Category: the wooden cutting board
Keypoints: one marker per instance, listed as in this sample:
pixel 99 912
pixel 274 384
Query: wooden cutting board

----

- **Stated goal**
Return each line from the rows above that contains the word "cutting", copied without changes.

- **Output for this task**
Category: the wooden cutting board
Query: wooden cutting board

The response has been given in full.